EXERCISE OBJECTIVE:
Write the entries out again exactly as they stand, but without the pictures.
--- Start TASK INPUT ---
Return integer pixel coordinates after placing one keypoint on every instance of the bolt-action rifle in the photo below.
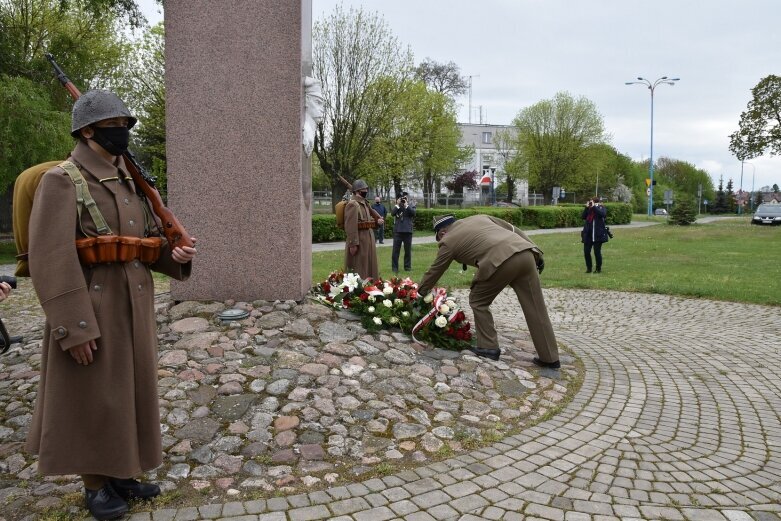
(174, 232)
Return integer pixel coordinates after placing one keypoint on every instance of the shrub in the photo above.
(684, 212)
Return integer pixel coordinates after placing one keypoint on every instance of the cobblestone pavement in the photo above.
(677, 419)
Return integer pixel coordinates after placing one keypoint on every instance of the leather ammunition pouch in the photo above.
(118, 248)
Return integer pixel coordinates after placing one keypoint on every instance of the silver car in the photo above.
(767, 214)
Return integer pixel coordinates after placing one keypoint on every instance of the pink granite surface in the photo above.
(237, 177)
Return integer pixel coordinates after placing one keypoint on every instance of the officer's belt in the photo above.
(118, 248)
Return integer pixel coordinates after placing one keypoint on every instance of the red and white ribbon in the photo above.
(373, 291)
(440, 295)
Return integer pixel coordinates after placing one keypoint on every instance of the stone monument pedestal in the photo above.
(238, 179)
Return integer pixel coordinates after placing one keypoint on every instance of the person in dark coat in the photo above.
(360, 220)
(379, 231)
(96, 411)
(403, 214)
(594, 232)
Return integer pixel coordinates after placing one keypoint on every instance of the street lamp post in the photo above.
(664, 80)
(753, 174)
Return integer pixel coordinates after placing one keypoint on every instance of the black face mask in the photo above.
(113, 139)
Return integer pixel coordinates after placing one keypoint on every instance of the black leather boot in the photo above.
(547, 365)
(105, 503)
(133, 489)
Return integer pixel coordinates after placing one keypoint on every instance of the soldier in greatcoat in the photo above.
(360, 219)
(504, 256)
(96, 411)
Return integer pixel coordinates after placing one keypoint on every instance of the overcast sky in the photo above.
(522, 51)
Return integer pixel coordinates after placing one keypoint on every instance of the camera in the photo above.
(9, 279)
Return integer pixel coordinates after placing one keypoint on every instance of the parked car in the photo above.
(767, 214)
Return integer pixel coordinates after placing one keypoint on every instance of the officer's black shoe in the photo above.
(493, 354)
(549, 365)
(133, 489)
(105, 503)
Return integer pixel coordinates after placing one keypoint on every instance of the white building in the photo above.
(489, 161)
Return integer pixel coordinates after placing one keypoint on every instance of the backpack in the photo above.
(340, 214)
(24, 193)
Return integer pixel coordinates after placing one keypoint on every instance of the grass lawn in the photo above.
(728, 260)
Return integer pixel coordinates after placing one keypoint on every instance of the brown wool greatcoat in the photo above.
(504, 256)
(364, 262)
(102, 418)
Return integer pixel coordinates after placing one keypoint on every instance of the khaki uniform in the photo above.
(504, 256)
(24, 191)
(102, 418)
(364, 262)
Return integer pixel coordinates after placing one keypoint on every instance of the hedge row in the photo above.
(562, 216)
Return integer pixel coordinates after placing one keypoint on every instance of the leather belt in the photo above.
(118, 248)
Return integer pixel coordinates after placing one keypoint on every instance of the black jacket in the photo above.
--- End TASK INPUT ---
FULL RESPONSE:
Return integer pixel coordinates after placing one keypoint on every instance of the bolt-action rifle in the photo below.
(174, 232)
Return integer pixel coordinates after placing one keypoint on every instance of the shrub in the photo above.
(684, 212)
Return integer pixel coordinates after placing one keypoint on every instance of the cobblestone pavement in the photo above.
(677, 419)
Return integer pixel coordinates after placing one keypoint on every instance of the leather ammunition pouch in the photo above.
(118, 248)
Return integer pixel coordinates after placing one keypoint on every instance of the silver car in the photo above.
(767, 214)
Return integer pixel coordinates after placing one keypoint on every instance of the pink granite surface in the photo above.
(237, 177)
Return integer pixel coordinates after placing one keypoint on every instance of the officer's belt in the photo above.
(118, 248)
Return integer pixel coordinates after placing one keypoint on every instance of the red and white ribbon in the photo above.
(373, 291)
(440, 295)
Return integer pixel coordinates after placing one keypoint on every instance of the stone monument pedestal in the photo above.
(238, 179)
Return integer pixel coordinates after placing one keypoint on every instance of the person in dark coat in the photo above.
(360, 220)
(379, 231)
(96, 411)
(403, 214)
(594, 232)
Return integer pixel coordinates after placing one keypoint on every instance of the street lamp post in the photo above.
(664, 80)
(753, 174)
Return integer pixel coordinates after placing one keypoint on every instance of the black face mask in the photo above.
(113, 139)
Return integer pixel coordinates after placing one keypoint on every instance of the black leather boot in the photo above.
(547, 365)
(105, 503)
(133, 489)
Return integer pixel coordinates after placing one keypoint on every instance of the soldier in greatcoat in the photo above.
(360, 219)
(504, 256)
(96, 411)
Return integer pixel coordinates after placing one keypoint on every instance of the overcast sky in the photo above.
(522, 51)
Return integer pixel coordinates after placing one keypoint on every instance of the camera in the photo above.
(9, 279)
Return integer pixel coordinates after placing one keypoint on every instance of the parked car in the photo above.
(767, 214)
Return integer pixel coordinates after placing one keypoint on every instance of the officer's black shoe in the photo above.
(493, 354)
(549, 365)
(133, 489)
(105, 503)
Return integer pixel coordinates after placing one keypoint on every instance of the white building in the photo above.
(489, 161)
Return integer pixel coordinates after placing one keypoint on every instance of the backpack in the photo above.
(340, 214)
(24, 193)
Return integer pixel coordinates after placing one keypoint on every instance of the grass lawn in the photo above.
(728, 260)
Return integer pixel coordinates after placing one keypoint on every instance of the brown wool greatcoat in the photo above.
(504, 256)
(364, 262)
(102, 418)
Return integer pixel coordinates after placing one keypoint on every instance of the khaki uniform in the photo above.
(504, 256)
(24, 191)
(102, 418)
(364, 262)
Return integer pixel coordinates after placing one keypoint on every instance of the hedge row in the photo above.
(562, 216)
Return integer pixel coordinates after placing one keypoint on every instance of the leather belt in the photo above.
(118, 248)
Return integer pixel coordinates after placing one keypoint on every instance of the black jacket in the photo above.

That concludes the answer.